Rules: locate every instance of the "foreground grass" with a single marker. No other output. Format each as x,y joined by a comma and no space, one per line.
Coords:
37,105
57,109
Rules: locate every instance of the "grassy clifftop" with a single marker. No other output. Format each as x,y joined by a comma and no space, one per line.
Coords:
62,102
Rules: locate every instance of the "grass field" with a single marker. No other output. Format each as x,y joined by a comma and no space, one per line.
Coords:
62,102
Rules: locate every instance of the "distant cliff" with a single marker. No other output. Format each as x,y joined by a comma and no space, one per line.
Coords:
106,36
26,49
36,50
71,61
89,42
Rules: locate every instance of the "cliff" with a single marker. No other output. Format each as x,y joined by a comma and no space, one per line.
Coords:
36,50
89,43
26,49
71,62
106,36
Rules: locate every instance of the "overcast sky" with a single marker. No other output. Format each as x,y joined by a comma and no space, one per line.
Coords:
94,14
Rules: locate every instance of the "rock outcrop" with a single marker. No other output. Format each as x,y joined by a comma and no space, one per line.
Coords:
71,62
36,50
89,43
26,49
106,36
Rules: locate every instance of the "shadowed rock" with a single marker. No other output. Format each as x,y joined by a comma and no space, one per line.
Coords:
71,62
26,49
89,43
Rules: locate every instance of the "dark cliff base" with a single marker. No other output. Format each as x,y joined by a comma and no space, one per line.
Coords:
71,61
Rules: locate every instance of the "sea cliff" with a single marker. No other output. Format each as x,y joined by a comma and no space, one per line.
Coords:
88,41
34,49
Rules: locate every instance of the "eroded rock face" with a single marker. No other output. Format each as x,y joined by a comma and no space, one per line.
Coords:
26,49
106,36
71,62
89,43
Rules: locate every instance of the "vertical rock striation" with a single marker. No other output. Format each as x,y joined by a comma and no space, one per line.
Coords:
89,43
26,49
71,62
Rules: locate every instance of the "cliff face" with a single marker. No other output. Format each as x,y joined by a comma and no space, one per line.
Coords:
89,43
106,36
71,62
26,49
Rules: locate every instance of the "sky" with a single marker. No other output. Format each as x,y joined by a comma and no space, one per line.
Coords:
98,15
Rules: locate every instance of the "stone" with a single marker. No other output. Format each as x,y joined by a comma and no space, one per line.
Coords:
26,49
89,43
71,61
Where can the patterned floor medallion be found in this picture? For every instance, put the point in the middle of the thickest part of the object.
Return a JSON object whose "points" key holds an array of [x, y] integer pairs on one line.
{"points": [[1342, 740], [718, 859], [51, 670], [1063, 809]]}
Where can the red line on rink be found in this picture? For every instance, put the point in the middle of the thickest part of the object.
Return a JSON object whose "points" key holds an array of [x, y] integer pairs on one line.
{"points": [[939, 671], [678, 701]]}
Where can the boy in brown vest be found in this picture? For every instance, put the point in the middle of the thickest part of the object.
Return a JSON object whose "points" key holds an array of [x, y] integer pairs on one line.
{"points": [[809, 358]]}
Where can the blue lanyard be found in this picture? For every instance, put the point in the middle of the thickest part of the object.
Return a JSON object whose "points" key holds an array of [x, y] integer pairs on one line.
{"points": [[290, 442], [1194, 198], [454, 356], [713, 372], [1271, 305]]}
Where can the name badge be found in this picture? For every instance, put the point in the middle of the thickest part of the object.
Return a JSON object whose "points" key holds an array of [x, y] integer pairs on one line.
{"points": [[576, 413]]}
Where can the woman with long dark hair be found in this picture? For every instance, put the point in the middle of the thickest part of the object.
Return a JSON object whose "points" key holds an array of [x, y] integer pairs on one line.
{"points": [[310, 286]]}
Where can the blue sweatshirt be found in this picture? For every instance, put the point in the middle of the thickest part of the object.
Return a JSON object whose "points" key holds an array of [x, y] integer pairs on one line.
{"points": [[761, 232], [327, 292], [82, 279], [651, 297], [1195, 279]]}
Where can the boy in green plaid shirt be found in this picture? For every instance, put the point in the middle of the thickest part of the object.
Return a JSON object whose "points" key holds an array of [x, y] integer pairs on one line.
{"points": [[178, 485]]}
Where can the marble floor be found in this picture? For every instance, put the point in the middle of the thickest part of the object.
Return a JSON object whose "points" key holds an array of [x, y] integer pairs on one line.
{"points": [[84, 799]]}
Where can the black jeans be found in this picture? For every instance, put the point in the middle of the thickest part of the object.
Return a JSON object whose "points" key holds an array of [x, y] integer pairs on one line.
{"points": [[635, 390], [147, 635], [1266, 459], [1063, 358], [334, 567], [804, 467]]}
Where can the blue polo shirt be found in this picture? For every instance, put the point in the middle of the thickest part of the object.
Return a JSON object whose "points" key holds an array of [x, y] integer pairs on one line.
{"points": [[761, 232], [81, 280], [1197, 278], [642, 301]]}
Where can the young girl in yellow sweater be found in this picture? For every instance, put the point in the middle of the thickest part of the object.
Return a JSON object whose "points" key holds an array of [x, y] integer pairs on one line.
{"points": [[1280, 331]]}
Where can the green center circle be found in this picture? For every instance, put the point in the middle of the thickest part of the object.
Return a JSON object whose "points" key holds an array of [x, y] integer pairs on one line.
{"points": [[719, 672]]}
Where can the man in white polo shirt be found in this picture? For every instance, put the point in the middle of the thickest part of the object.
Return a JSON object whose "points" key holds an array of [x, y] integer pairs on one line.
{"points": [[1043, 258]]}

....................

- **Work to do**
Repeat each record exactly. Omit nothing.

- **Solution for this exercise**
Rules: locate every instance of the "foreground grass" with a single marker. No other output. Format each as x,y joined by a comma and no space, one per line.
Coords:
37,105
57,109
Rules: locate every instance of the "grassy clifftop" with a single marker. No other output. Format each as x,y joined by a comma and no space, one per line.
Coords:
62,102
Rules: locate every instance of the "grass field" with a single marker. No other output. Format each as x,y joined by a comma and no space, one per line.
Coords:
62,102
Rules: locate every instance of the "distant cliff" with a single marker. No other output. Format each as x,y joined by a comma and no space, one per line.
Coords:
106,36
26,49
36,50
71,61
89,42
Rules: locate every instance of the "cliff" with a single marker. No other output. Format each as x,y joined by a comma and no space, one per line.
Coords:
36,50
89,43
26,49
71,62
106,36
Rules: locate every instance of the "overcast sky" with a single marker. No other output. Format each as x,y joined by a comma and no space, one per line.
Coords:
94,14
Rules: locate every instance of the "rock outcrop" with a single marker. No other output. Format each as x,y joined by a comma and no space, one per line.
Coords:
71,62
36,50
89,43
26,49
106,36
Rules: locate every instance of the "shadowed rock" with a single marker. No other output. Format each as x,y joined by a comma and no space, one per line.
Coords:
71,62
26,49
89,43
Rules: locate every instance of the "dark cliff base" with a single marker. No other output. Format each as x,y joined by a comma and no space, one per line.
Coords:
71,61
Rules: locate every instance of the "sea cliff" with a single marker. No other output. Format each as x,y joined by a comma and no space, one per line.
Coords:
88,41
34,49
Rules: locate every instance of the "eroded rock face" with a single marker. No other output. Format each as x,y joined by a comma and no space, one per line.
Coords:
26,49
106,36
71,62
89,43
Rules: locate every instance of the "vertical rock striation" with a single marker. No other output. Format each as x,y joined by a comma and no space, one per line.
Coords:
89,43
26,49
71,62
Rules: locate every instance of the "cliff face" with a single marker. No other output. Format each as x,y joined by a comma and no space, one per line.
Coords:
89,43
106,36
71,62
26,49
Rules: locate every instance of the "sky" with a single marker. No other output. Format each as x,y joined by a comma and no space, one per line.
Coords:
98,15
Rules: locate every instance of the "stone" with a single marker. No other output. Format each as x,y joined by a comma and no space, one per line.
Coords:
26,49
89,43
71,61
Where can the patterned floor medallion be found in this picture? For every instance, put the point in the middle of the thickest part of the object.
Return a JSON object whose "points" key holds an array of [x, y] integer pairs on one line.
{"points": [[1342, 740], [718, 859], [51, 670], [1063, 809]]}
Where can the red line on rink be found in this picture? For every instance, put the point in the middle of the thickest part of the object.
Return a JSON object whose "points" key holds an array of [x, y] integer pairs on one line.
{"points": [[939, 671], [678, 701]]}
Where can the boy in brown vest be found in this picture? For every instance, put the point in the middle of the thickest part of the object.
Return a JSON object whose "points" key holds an array of [x, y] integer pairs on one line.
{"points": [[809, 358]]}
Where can the blue lanyard be found in this picture? For every instance, put the point in the middle of the thickest part of the object.
Return a JSON object whose "points" key holds an array of [x, y] integer pairs on one line.
{"points": [[290, 442], [1194, 198], [454, 356], [713, 372], [1271, 305]]}
Where can the name badge be found in this picture? For every instance, put the point in the middle of the thickest part of the object.
Return a JSON object whose "points" key holds an array of [x, y] integer pairs on one line.
{"points": [[576, 413]]}
Where can the woman with long dark hair be found in this picture? For every instance, put the point in the middle of the thickest part of the object.
Return a JSON object whose "points" key holds an array of [x, y] integer pairs on one line.
{"points": [[310, 286]]}
Where can the blue sweatshirt be found in this picture? For every instance, put the point in the middle of the thickest part of the object.
Return a JSON object whose "points" key holds an array of [x, y] integer pairs on one line.
{"points": [[761, 232], [327, 292], [82, 279], [651, 297], [1195, 279]]}
Where can the boy in green plaid shirt be found in this picture? For every instance, put the point in the middle of the thickest part of the object.
Return a JSON object whose "points" key holds an array of [x, y] integer pairs on one line.
{"points": [[178, 485]]}
Where can the marble floor be found in this picture? For every instance, put the point in the middle of the thickest part of the object.
Return a JSON object whose "points" key holds an array of [x, y] integer pairs on one line.
{"points": [[84, 799]]}
Where can the black jeans be found in this picture? For every instance, put the point in the middle of the thickest part of the object.
Return a JSON object whose "points" key holds an array of [x, y] integer pairs on one line.
{"points": [[635, 390], [147, 635], [1266, 459], [1063, 358], [334, 567], [804, 467]]}
Where can the blue polo shirt be found in this picture? For every instance, put the point in the middle of the thickest part of the object.
Return a JSON object whose "points" key holds an array of [x, y] integer pairs on one line.
{"points": [[761, 232], [81, 280], [1197, 278], [642, 301]]}
Where can the young girl in yellow sweater be found in this picture? For every instance, put the point in the middle of the thickest part of the object.
Return a JSON object whose "points" key holds an array of [x, y] integer pairs on one line.
{"points": [[1280, 331]]}
Where can the green center circle be found in this picture? For every instance, put the point in the middle of the thickest part of the object.
Return a JSON object whose "points" key holds an array of [x, y] integer pairs on one line.
{"points": [[719, 672]]}
Where can the man in white polo shirt be found in this picture? For every instance, put the point in the middle of the thickest part of the object.
Return a JSON object whose "points" key holds an array of [x, y] integer pairs on one line.
{"points": [[1043, 258]]}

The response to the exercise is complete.